Rows from a point labeling set
● ● ● ● ●
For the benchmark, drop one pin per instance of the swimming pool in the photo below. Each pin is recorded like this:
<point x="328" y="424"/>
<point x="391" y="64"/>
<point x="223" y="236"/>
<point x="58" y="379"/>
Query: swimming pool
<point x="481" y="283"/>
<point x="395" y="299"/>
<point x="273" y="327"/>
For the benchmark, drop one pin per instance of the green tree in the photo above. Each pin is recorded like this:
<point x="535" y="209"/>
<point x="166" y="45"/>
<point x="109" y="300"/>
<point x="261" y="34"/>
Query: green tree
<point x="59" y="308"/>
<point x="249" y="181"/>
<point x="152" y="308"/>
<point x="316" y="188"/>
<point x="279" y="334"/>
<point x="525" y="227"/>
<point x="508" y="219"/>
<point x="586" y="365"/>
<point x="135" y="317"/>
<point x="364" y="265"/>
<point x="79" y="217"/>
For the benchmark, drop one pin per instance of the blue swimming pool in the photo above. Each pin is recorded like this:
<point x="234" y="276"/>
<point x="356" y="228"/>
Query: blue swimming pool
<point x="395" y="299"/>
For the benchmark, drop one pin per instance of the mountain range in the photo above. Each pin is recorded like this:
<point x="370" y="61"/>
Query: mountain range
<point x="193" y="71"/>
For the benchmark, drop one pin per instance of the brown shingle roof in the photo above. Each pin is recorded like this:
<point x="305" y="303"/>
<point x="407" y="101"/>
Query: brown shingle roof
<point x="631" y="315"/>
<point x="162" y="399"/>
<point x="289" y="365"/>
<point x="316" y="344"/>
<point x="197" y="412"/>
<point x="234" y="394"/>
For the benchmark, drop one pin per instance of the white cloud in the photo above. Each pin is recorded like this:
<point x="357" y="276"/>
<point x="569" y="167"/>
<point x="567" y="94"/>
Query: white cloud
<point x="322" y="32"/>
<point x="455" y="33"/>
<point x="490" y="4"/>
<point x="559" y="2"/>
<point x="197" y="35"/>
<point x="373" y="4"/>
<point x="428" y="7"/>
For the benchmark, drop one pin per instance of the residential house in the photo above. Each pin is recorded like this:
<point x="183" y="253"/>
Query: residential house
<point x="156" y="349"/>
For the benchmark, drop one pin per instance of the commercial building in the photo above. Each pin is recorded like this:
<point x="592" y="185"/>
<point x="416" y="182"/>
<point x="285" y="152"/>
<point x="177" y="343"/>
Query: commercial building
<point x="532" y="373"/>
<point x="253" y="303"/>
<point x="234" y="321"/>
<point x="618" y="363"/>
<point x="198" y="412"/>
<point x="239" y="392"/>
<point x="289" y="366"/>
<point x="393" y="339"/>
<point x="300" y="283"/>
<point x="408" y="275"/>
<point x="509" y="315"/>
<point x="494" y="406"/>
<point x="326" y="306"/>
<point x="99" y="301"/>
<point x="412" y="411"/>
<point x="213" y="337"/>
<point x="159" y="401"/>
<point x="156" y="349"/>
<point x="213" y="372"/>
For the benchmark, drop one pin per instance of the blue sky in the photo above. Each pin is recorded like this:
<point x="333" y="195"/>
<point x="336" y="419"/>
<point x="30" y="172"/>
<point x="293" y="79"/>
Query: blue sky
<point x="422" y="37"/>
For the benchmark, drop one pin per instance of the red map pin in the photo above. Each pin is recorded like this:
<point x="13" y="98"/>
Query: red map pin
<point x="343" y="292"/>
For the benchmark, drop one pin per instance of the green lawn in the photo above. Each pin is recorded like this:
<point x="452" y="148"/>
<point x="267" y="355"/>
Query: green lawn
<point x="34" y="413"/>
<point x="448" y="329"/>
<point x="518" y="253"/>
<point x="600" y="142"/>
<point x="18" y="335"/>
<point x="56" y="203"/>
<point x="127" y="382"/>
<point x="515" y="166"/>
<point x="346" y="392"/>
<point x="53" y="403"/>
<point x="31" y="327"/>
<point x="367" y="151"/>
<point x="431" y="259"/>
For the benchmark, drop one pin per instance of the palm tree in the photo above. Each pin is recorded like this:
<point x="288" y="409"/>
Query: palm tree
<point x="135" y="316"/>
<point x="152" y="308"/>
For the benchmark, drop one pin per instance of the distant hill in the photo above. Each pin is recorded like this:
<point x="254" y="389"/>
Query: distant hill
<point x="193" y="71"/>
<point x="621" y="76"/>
● ● ● ● ●
### Requirement
Reproduce all of the rows above verbatim, line for line, from the first to the last.

### Solution
For the benchmark, drop one pin per instance of the swimming pool in the photo below. Each pin is recorded like this:
<point x="328" y="424"/>
<point x="391" y="64"/>
<point x="223" y="236"/>
<point x="58" y="379"/>
Query: swimming pool
<point x="481" y="283"/>
<point x="395" y="299"/>
<point x="273" y="327"/>
For the benchmark, drop one pin per instance of the green tree in the photo above. Each pin is recorded like this:
<point x="535" y="209"/>
<point x="166" y="45"/>
<point x="109" y="300"/>
<point x="261" y="34"/>
Query: green tree
<point x="59" y="308"/>
<point x="249" y="181"/>
<point x="152" y="308"/>
<point x="316" y="188"/>
<point x="279" y="334"/>
<point x="525" y="227"/>
<point x="508" y="219"/>
<point x="586" y="365"/>
<point x="135" y="317"/>
<point x="364" y="265"/>
<point x="79" y="217"/>
For the benchmark, drop one pin per instance of the blue swimming pool in the photo above. Each pin is recorded like this:
<point x="234" y="276"/>
<point x="356" y="228"/>
Query: blue swimming pool
<point x="395" y="299"/>
For the benchmark, drop one pin per instance of the mountain range in the photo above. Each pin is recorded like this:
<point x="370" y="61"/>
Query: mountain range
<point x="193" y="71"/>
For the benchmark, drop one pin per instance of the brown shingle roof in the photo above. Each pin is recorded like this:
<point x="305" y="303"/>
<point x="407" y="101"/>
Query: brown shingle roof
<point x="631" y="315"/>
<point x="162" y="399"/>
<point x="289" y="365"/>
<point x="316" y="344"/>
<point x="197" y="412"/>
<point x="234" y="394"/>
For the benchmark, drop one pin per instance of the white cloud in the photo above. Each pin is recorded like this:
<point x="357" y="276"/>
<point x="569" y="167"/>
<point x="567" y="94"/>
Query: white cloud
<point x="322" y="32"/>
<point x="455" y="33"/>
<point x="490" y="4"/>
<point x="559" y="2"/>
<point x="197" y="35"/>
<point x="373" y="4"/>
<point x="428" y="7"/>
For the benchmark, drop one pin per instance of the residential house in the photo above. Each pin is recorded like this:
<point x="183" y="253"/>
Query: residential house
<point x="156" y="349"/>
For the benchmark, drop one pin per instance of the commercial building in the photo above. Each pin is recorded like this:
<point x="592" y="185"/>
<point x="416" y="182"/>
<point x="285" y="152"/>
<point x="177" y="343"/>
Query: commercial building
<point x="532" y="373"/>
<point x="253" y="303"/>
<point x="234" y="321"/>
<point x="618" y="363"/>
<point x="198" y="412"/>
<point x="239" y="392"/>
<point x="289" y="366"/>
<point x="393" y="339"/>
<point x="300" y="283"/>
<point x="408" y="275"/>
<point x="509" y="315"/>
<point x="494" y="406"/>
<point x="326" y="306"/>
<point x="99" y="301"/>
<point x="412" y="411"/>
<point x="213" y="337"/>
<point x="159" y="401"/>
<point x="156" y="349"/>
<point x="213" y="372"/>
For the benchmark, drop one pin per instance of the blue sky in the photo above. Each pin is recorded like this:
<point x="333" y="195"/>
<point x="336" y="419"/>
<point x="30" y="172"/>
<point x="293" y="79"/>
Query: blue sky
<point x="422" y="37"/>
For the benchmark, drop one pin per instance of the red map pin in the photo above. Each pin is recorded like this:
<point x="13" y="98"/>
Query: red map pin
<point x="343" y="292"/>
For the benchmark, drop one pin per instance of the green lawn in the photo above. Each pin is recorded like this:
<point x="452" y="148"/>
<point x="267" y="355"/>
Query: green lawn
<point x="34" y="413"/>
<point x="448" y="329"/>
<point x="518" y="253"/>
<point x="600" y="142"/>
<point x="18" y="335"/>
<point x="56" y="203"/>
<point x="127" y="382"/>
<point x="515" y="166"/>
<point x="346" y="392"/>
<point x="53" y="403"/>
<point x="31" y="327"/>
<point x="367" y="151"/>
<point x="431" y="259"/>
For the benchmark, drop one pin per instance of the palm tree in the photo above. Each pin is recorded like this:
<point x="288" y="409"/>
Query: palm tree
<point x="135" y="316"/>
<point x="152" y="308"/>
For the benchmark, drop one pin per instance of the distant hill in the photo above. Each pin is recorded like this:
<point x="254" y="389"/>
Query: distant hill
<point x="193" y="71"/>
<point x="621" y="76"/>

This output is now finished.